_Your instructions_
Copy the records below word for word, with each line unchanged and in the same order.

— Start of Source records —

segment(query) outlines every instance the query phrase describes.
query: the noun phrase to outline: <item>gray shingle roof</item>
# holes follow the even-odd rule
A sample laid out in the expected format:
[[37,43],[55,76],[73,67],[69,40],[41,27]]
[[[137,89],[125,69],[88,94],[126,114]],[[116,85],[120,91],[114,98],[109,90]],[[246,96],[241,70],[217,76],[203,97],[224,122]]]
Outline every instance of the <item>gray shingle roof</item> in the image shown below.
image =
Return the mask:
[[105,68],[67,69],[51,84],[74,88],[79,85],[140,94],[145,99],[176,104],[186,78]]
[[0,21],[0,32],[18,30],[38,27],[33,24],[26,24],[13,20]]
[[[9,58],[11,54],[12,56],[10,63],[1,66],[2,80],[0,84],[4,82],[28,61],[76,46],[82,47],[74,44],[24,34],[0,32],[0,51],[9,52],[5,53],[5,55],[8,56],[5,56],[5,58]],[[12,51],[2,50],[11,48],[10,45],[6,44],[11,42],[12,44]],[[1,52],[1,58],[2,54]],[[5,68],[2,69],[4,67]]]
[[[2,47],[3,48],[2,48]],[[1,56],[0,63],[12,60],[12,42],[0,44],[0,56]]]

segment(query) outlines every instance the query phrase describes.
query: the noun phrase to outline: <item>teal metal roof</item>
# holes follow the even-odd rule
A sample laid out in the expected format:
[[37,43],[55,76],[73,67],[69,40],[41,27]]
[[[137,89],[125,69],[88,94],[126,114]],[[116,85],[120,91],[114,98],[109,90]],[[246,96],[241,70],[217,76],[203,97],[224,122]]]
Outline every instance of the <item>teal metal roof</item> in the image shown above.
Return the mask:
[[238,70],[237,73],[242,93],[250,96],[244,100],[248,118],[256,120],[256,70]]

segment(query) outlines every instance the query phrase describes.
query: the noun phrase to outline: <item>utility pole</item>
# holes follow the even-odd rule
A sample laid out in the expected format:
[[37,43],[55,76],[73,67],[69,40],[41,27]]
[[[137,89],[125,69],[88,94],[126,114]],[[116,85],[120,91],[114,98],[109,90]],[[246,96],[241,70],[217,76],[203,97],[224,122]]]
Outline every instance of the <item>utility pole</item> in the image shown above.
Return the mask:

— End of Source records —

_Solution to the exercise_
segment(query) outlines every instance the query phrase describes.
query: the noun phrase to outline: <item>gray shingle roof</item>
# holes follow the even-odd rule
A sample laid out in the expected format:
[[37,43],[55,76],[73,67],[69,40],[41,27]]
[[[137,89],[125,69],[88,94],[126,114]],[[116,85],[120,91],[114,98],[109,90]],[[246,96],[241,70],[217,76],[203,97],[224,122]]]
Outline every instance of the <item>gray shingle roof</item> in the image shown below.
image =
Return the mask:
[[105,68],[67,69],[51,84],[74,88],[79,85],[140,94],[145,99],[176,104],[186,78]]
[[0,21],[0,32],[18,30],[38,27],[33,24],[26,24],[13,20]]
[[[9,58],[11,54],[12,56],[10,63],[1,66],[2,80],[0,84],[4,82],[28,61],[76,46],[82,47],[74,44],[24,34],[0,32],[0,51],[9,52],[5,53],[5,55],[8,56],[5,56],[5,58]],[[12,51],[2,50],[11,48],[10,45],[6,44],[11,42],[12,44]],[[1,52],[1,58],[2,54]],[[5,68],[2,69],[4,67]]]
[[[2,47],[3,48],[2,48]],[[1,56],[0,63],[12,60],[12,42],[0,44],[0,56]]]

segment(query) outlines every instance the query phrase describes.
query: the noun phrase to outline: <item>teal metal roof</item>
# holes follow the even-odd rule
A sample laid out in the expected format:
[[37,43],[55,76],[73,67],[69,40],[41,27]]
[[[137,89],[125,69],[88,94],[126,114]],[[116,85],[120,91],[114,98],[109,90]],[[246,96],[241,70],[217,76],[203,97],[224,122]]]
Outline every instance of the <item>teal metal roof</item> in the image shown above.
Return the mask:
[[238,70],[237,73],[242,93],[250,96],[244,100],[248,118],[256,120],[256,70]]

segment(query) outlines every instance the query phrase describes.
query: the noun phrase to outline: <item>utility pole</item>
# holes follow the even-odd rule
A sample laid out in the expected format:
[[37,43],[55,76],[73,67],[69,40],[41,27]]
[[[137,89],[125,69],[88,94],[126,114]],[[116,85],[120,91],[114,98],[109,90]],[[246,96],[241,70],[217,76],[203,97],[224,122]]]
Outline every instance of the <item>utility pole</item> in the image shown above.
Return the mask:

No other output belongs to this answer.